*** ARTICLE ***
I mean it as a serious empirical question. If it makes a substantial
difference, it would be worth making the API a bit more complicated.
If it gains something like 1% in performance, I am not so it makes
sense to introduce a new type of post processor.
I applied your patch and then changed HTML_PREPROCESSOR to work as a
"text" preprocessor, but this gave me no performance improvement on
the "markdown-test". I am attaching the output of test-markdown.py
with repeat set to 100 times (i.e., 10x the default value. (The gray
numbers are values for pre-patch version.)
I do understand that this may not be a fair test. Can you send me one
that shows more of a difference.
test-markdown.py by default runs all the files in a directory without
any extensions. However, if the directory name starts with "ext-x-"
then whatever follows "-x-" is taken as a "-"-delimited llist of
extensions. So, if you write an extention "foo" which uses text
preprocessors, the test cases this extension should go under
"ext-x-foo"
(The reason there are no "ext-x" test directories in SVN is that I
started making them, discovered that the wikilinks extension is broken
in the new version and haven't had time to fix it since March.)
***
**WHAT THE TASK REQUIRES:** In one to three sentences, explain why the message says SVN has no "ext-x" test directories.
*** DATA SHOWN ***
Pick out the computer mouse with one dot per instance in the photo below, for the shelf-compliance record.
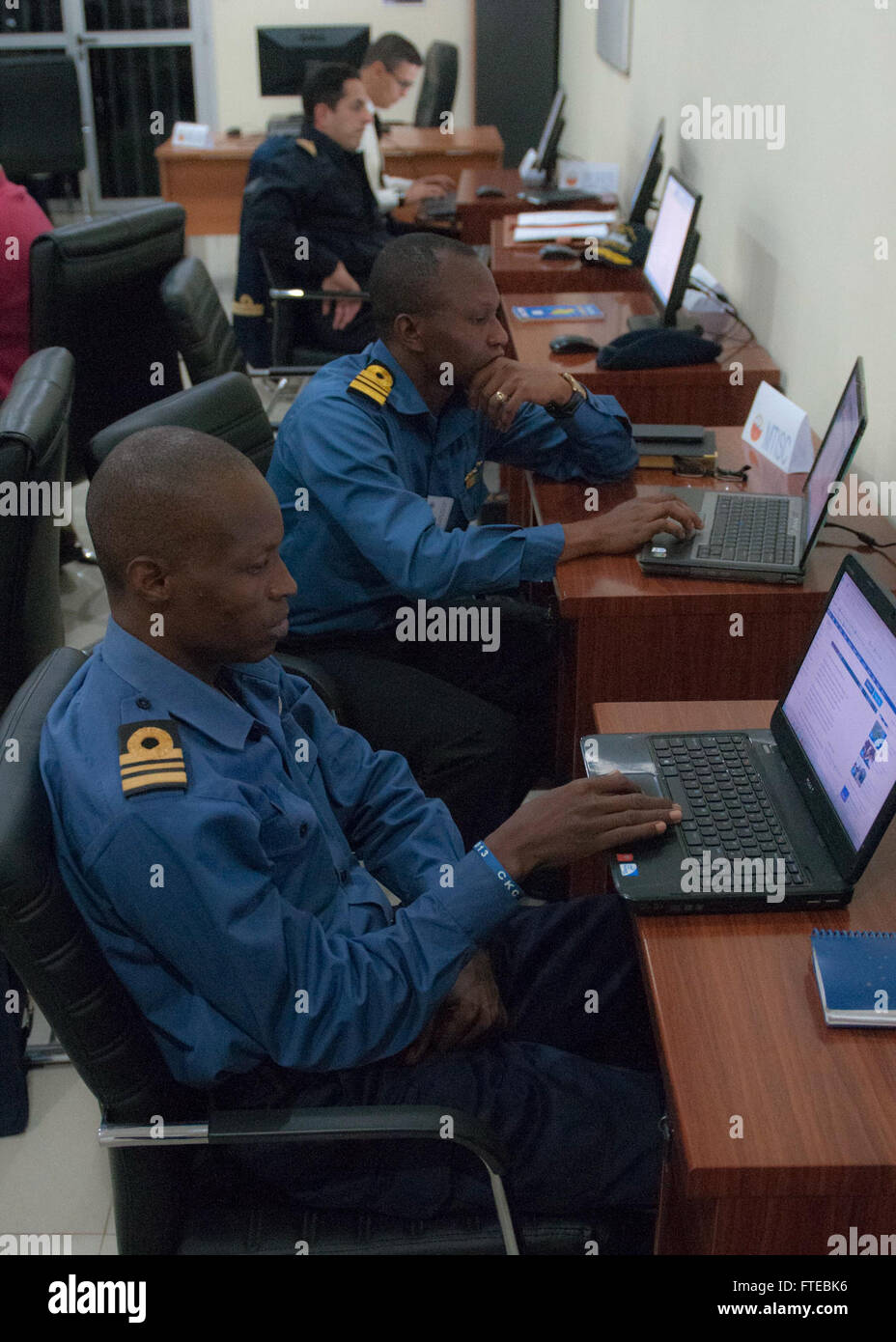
(573, 344)
(558, 251)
***
**WRITTEN SOLUTION:** The writer started making those directories but found that the wikilinks extension is broken in the new version. The writer hasn't had time to fix it since March.